Document passage:
Jayne Reardon, Executive Director of the Illinois Supreme Court Commision on Professionalism, interviewed me a couple weeks ago on the topic of legal blogging.

The interview was inspiring (more than she knows) as we talked of blogging as a means of contributing to the law, providing lawyers and the public greater access to the law, raising one’s repution as a lawyer and building relationships.

Inspiring for me for a couple reasons. One, lawyers and legal marketers mostly talk of blogs as a cheap marketing gimmick. Many will unethically have ghost writers imply the “blog” was written by the lawyer. Reardon’s interview took legal blogging to another level – why legal blogging is important to lawyers and the public, and how so.

And two, it felt good to discuss with someone what legal blogging is all about – how it works – how lives change, both the blogging lawyers and the public recipients of the information. I don’t get that opportunity every day.

For eighteen years, I’ve been talking about legal blogging as a way for lawyers to help people and raise their reputations as a lawyer. Eighteen years is a long time.

Request 1: According to the legal blogging post, why did the writer find the interview with Jayne Reardon inspiring? Answer in one to three sentences.
Request 2: In the legal blogging post, for how many years has the writer been talking about legal blogging?
The data after this point is separate material, unrelated to the legal blogging post.

Records shown:
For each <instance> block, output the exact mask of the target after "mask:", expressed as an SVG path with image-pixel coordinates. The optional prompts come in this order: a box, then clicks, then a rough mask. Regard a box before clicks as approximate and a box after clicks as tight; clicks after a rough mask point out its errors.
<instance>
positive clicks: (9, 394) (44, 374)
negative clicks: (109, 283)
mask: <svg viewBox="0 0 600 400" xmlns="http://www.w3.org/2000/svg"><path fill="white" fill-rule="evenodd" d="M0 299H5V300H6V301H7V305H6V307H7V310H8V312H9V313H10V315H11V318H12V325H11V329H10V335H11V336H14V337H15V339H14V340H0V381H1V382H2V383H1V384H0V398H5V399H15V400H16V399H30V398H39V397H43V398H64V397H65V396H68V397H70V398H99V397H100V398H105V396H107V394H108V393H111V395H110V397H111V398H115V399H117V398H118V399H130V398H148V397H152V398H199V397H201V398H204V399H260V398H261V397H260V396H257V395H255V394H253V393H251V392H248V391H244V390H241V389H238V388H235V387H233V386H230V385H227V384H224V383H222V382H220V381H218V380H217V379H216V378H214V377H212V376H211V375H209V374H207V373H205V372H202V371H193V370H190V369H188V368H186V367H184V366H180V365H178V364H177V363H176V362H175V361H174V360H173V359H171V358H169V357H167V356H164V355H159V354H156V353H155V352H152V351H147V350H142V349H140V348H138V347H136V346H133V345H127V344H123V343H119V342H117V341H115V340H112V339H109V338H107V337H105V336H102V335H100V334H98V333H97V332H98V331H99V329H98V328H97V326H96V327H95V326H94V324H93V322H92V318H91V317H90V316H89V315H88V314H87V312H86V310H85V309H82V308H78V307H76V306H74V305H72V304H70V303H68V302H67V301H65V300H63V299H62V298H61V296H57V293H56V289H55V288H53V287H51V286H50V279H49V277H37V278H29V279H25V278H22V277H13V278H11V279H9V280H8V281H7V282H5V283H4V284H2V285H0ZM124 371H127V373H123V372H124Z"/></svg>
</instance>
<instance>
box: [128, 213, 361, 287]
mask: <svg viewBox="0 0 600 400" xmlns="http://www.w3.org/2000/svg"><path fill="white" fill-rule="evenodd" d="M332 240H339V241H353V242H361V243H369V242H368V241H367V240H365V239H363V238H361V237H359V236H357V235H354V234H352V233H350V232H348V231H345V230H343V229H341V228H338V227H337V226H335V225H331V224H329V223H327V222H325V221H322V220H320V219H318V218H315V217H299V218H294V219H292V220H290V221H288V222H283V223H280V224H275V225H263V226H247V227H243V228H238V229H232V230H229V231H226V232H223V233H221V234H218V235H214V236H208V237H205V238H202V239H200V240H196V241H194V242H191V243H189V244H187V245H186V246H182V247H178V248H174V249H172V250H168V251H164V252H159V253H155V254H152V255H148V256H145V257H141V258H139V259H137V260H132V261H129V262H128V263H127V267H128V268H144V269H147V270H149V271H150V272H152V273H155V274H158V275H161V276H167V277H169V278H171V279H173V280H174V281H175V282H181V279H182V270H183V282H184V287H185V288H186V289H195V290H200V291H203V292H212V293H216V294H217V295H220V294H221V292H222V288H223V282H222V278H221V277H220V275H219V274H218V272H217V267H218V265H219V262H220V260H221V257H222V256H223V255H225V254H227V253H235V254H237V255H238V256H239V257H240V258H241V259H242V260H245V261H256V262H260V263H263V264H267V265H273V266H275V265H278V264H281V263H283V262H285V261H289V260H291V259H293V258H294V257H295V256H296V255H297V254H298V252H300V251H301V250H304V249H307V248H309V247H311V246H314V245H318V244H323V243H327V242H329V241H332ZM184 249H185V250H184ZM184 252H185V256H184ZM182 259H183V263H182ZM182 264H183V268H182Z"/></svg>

Written solution 1: Lawyers and legal marketers mostly treat blogs as a cheap marketing gimmick, and many unethically use ghost writers, but Reardon's interview addressed why legal blogging matters to lawyers and the public and how. The writer also valued the rare chance to discuss how legal blogging works and how it changes the lives of both the blogging lawyers and the public who receive the information.

Written solution 2: Eighteen years.